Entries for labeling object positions
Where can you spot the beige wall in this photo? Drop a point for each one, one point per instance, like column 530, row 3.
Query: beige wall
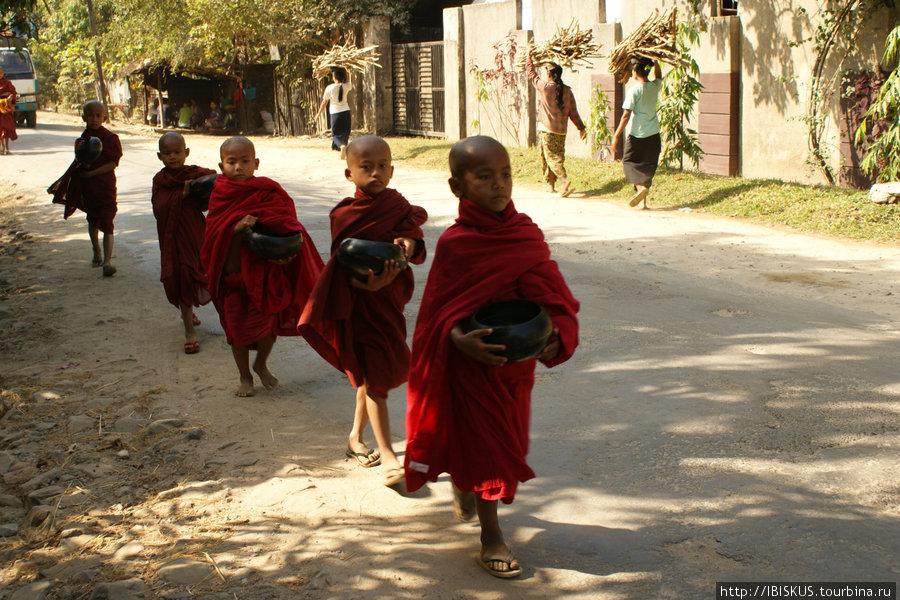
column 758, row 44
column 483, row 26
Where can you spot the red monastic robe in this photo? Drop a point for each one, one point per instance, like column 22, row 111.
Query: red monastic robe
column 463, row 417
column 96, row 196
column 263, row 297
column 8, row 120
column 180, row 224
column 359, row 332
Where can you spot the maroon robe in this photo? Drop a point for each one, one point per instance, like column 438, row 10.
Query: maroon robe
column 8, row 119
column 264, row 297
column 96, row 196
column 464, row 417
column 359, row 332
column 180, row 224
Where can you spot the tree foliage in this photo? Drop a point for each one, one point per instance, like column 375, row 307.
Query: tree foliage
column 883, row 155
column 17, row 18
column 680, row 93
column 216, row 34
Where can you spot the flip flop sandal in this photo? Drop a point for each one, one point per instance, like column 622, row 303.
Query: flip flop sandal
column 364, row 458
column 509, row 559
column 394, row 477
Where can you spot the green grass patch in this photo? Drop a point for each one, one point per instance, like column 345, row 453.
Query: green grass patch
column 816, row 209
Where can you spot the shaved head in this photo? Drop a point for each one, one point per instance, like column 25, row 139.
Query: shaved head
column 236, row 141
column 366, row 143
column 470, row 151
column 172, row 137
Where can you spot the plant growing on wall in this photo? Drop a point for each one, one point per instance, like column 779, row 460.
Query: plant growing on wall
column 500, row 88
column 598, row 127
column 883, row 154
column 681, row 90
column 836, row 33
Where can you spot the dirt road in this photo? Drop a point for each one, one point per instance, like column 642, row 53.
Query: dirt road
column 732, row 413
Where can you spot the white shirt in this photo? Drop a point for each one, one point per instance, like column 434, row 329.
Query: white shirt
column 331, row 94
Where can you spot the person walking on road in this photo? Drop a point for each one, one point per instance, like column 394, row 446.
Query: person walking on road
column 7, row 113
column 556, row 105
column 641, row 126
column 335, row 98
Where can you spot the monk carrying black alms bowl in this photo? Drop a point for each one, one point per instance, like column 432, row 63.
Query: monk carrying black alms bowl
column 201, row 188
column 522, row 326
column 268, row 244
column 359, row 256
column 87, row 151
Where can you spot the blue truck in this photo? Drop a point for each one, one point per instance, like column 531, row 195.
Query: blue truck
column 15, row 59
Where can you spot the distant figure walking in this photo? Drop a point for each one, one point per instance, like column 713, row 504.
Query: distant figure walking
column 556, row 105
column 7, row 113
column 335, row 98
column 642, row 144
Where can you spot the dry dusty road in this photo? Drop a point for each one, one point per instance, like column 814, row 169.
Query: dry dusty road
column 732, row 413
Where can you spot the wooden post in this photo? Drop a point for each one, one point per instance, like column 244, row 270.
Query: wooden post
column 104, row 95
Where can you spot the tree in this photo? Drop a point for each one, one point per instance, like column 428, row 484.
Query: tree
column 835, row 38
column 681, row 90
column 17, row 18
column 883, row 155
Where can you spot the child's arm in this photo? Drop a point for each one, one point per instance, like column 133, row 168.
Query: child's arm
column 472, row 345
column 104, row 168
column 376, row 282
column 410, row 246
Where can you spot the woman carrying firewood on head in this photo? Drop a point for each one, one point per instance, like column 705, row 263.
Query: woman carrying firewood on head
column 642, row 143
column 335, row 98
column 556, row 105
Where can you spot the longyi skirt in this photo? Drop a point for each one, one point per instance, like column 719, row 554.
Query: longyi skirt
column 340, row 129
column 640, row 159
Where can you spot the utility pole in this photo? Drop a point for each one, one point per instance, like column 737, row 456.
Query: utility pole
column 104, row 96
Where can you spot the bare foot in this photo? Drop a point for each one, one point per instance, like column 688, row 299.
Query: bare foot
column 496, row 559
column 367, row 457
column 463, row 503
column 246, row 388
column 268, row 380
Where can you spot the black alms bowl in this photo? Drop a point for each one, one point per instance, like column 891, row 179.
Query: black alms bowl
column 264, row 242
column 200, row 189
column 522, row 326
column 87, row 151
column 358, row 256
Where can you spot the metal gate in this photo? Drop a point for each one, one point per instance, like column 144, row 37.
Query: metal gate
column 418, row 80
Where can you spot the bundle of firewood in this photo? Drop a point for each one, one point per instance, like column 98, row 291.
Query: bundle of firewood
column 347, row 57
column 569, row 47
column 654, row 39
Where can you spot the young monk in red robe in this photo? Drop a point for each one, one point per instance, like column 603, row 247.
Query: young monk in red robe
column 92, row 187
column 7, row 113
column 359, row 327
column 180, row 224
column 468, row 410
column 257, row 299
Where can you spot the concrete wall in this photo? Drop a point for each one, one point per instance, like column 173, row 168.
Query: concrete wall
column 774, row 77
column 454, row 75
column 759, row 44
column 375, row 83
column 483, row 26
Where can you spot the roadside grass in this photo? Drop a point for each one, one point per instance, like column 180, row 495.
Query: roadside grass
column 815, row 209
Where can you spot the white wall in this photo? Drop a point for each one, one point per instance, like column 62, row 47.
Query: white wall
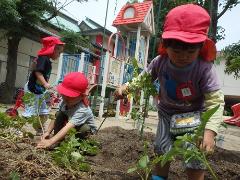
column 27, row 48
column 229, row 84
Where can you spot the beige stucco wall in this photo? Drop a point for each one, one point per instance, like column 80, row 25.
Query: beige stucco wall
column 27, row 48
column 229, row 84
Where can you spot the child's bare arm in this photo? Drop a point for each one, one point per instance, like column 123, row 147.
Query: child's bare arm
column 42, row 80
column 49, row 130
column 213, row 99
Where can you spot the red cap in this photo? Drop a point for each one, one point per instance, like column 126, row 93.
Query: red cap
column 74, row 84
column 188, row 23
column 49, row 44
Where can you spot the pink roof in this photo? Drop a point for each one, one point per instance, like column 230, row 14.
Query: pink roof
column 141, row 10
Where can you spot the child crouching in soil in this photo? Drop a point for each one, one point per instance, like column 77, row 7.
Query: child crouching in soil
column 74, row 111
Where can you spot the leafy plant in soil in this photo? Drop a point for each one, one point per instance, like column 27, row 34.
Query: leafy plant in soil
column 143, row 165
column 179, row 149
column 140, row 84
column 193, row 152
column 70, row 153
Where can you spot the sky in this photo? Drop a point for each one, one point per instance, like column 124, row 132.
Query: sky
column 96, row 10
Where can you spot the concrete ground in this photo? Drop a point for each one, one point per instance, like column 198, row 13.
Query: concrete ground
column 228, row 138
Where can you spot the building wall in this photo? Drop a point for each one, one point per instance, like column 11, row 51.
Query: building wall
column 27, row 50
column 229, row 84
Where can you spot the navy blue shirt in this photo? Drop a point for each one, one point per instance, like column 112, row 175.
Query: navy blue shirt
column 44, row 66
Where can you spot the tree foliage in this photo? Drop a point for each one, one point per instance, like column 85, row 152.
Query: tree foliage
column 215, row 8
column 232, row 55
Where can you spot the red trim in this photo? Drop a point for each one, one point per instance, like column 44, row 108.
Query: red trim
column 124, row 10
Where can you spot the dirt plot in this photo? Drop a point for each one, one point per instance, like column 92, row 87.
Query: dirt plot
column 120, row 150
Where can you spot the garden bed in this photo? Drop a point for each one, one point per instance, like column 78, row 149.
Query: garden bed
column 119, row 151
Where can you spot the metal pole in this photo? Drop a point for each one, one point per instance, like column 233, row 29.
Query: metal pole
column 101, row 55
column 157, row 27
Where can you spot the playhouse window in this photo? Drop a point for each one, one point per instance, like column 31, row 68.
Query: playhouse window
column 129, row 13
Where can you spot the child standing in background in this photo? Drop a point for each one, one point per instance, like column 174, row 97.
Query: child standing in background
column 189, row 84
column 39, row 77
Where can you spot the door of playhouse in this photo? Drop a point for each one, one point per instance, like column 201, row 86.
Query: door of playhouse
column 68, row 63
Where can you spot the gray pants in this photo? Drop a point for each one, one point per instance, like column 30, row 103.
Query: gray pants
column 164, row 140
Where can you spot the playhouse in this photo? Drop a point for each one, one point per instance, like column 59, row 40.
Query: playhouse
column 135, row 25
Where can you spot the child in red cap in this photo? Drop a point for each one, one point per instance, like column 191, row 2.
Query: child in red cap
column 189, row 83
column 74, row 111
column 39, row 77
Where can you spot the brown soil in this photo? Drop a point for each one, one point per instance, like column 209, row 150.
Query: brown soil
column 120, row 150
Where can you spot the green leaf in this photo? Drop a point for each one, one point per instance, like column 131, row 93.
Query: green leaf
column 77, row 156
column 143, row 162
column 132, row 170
--
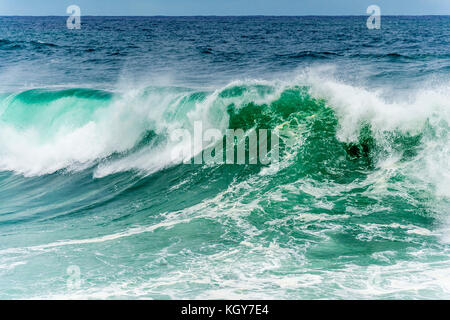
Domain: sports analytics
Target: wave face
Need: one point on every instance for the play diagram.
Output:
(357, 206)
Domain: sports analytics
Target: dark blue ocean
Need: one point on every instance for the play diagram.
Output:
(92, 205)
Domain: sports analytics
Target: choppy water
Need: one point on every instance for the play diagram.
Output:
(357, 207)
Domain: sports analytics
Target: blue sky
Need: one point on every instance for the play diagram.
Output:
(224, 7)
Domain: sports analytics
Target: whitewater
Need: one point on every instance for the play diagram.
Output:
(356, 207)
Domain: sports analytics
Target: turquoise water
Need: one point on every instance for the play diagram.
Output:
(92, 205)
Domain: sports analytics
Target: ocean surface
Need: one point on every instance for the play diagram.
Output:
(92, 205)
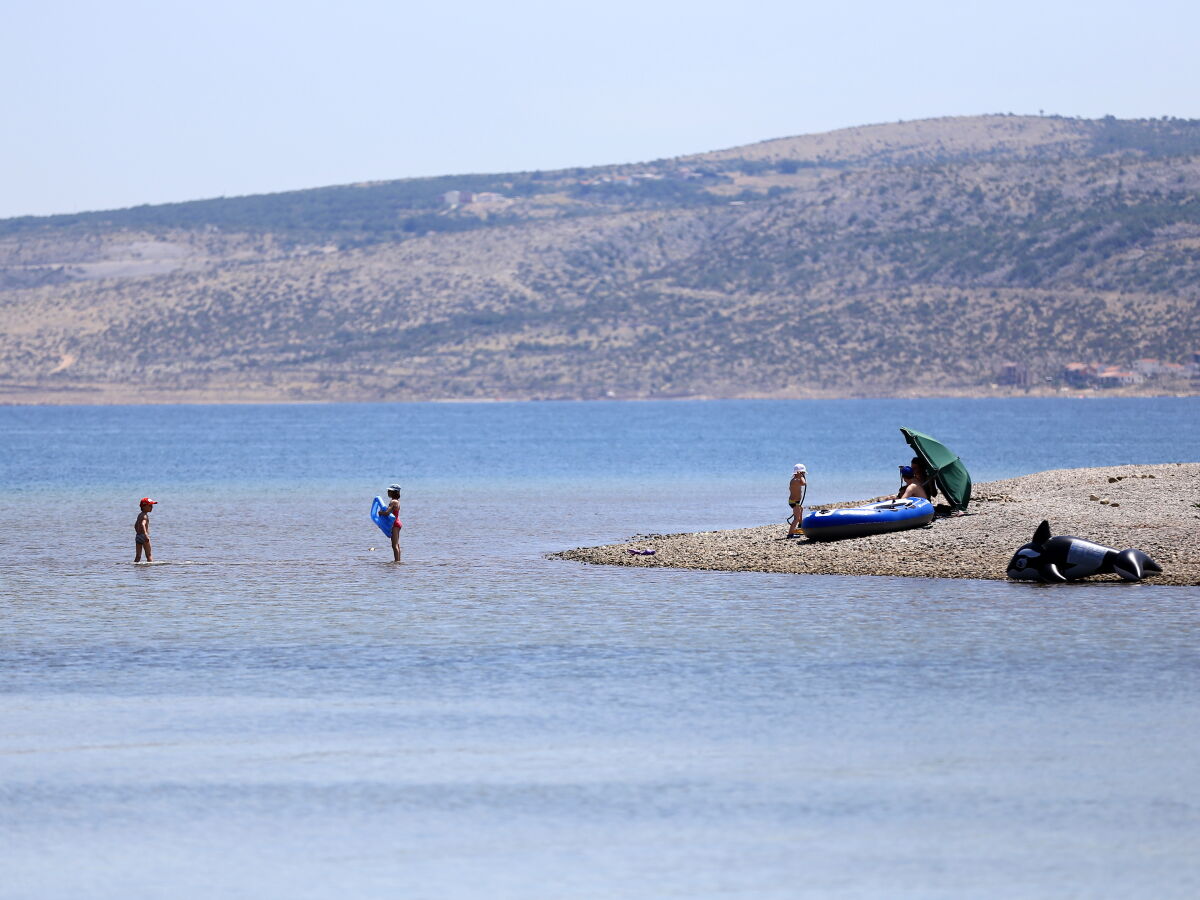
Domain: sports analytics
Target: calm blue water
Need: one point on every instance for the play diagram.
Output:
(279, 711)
---
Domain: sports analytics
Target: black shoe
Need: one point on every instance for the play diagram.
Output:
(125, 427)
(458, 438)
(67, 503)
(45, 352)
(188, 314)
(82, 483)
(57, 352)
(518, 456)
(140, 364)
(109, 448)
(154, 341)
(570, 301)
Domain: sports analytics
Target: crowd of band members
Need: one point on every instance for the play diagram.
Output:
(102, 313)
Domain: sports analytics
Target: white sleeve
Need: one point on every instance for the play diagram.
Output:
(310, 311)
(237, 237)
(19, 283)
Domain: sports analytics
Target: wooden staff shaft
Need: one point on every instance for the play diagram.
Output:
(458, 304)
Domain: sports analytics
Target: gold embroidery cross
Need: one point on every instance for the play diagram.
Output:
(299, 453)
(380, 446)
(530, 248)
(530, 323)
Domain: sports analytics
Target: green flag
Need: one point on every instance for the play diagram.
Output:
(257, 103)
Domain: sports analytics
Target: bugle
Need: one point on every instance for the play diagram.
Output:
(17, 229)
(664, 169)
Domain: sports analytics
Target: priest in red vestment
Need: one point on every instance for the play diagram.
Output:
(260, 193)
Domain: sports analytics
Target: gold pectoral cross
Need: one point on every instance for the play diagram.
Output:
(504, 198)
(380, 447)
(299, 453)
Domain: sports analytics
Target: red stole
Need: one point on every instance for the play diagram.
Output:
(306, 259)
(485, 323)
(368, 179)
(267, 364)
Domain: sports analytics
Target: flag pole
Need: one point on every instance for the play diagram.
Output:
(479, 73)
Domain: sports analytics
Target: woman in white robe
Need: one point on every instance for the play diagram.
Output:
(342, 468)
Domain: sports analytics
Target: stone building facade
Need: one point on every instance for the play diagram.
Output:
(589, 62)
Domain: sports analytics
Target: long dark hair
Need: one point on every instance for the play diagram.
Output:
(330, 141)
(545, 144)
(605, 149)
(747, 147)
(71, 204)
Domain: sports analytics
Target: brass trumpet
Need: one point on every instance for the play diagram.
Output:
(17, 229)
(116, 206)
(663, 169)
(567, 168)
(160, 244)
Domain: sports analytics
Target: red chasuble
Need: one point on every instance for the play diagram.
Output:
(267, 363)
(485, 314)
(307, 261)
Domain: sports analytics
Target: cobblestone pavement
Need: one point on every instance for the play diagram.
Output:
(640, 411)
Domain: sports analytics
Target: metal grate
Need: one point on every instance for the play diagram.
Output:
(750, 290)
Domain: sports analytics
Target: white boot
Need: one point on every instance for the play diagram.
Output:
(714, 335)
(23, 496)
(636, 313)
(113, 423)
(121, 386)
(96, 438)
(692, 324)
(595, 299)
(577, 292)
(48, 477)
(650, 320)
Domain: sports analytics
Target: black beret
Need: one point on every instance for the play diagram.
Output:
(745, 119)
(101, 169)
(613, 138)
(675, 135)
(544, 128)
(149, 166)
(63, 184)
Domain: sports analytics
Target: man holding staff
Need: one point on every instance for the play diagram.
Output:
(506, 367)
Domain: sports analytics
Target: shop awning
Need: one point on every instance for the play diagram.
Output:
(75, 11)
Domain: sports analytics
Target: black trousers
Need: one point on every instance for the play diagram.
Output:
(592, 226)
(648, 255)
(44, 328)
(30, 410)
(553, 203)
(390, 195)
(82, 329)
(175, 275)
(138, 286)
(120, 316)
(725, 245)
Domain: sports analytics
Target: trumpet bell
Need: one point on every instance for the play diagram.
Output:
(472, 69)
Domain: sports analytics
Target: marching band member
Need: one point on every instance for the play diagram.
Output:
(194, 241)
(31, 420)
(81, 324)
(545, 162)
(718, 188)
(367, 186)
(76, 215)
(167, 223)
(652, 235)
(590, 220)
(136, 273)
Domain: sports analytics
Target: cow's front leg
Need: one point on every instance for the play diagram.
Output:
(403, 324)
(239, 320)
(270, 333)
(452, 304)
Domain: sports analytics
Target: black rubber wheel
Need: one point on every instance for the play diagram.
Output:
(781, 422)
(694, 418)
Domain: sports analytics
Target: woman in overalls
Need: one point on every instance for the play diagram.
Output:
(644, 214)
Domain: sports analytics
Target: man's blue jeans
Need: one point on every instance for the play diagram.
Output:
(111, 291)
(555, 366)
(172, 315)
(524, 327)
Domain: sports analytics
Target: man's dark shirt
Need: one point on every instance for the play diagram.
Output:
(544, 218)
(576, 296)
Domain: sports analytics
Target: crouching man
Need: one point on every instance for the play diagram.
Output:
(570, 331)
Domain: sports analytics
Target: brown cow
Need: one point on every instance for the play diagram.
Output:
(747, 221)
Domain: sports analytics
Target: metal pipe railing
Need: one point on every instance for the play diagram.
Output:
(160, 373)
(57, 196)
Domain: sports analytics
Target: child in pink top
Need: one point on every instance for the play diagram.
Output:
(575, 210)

#### Your instructions
Quote word for word the part of the listing that opens with the line containing "Where can you spot the person" and closes with the line containing "column 15, row 59", including both of those lines.

#### Answer to the task
Where can you spot the person walking on road in this photo? Drop a point for each one, one point per instance, like column 394, row 446.
Query: person walking on road
column 7, row 113
column 556, row 105
column 641, row 126
column 335, row 98
Where can you spot the monk carrying black alms bowl in this photo? Drop a point for each one, one point per instance, like column 432, row 63.
Query: monk carrying black alms bowl
column 201, row 188
column 522, row 326
column 268, row 244
column 359, row 256
column 87, row 151
Where can you spot the blue truck in this photo? Drop a point for each one, one point per instance, like column 531, row 195.
Query: blue truck
column 15, row 59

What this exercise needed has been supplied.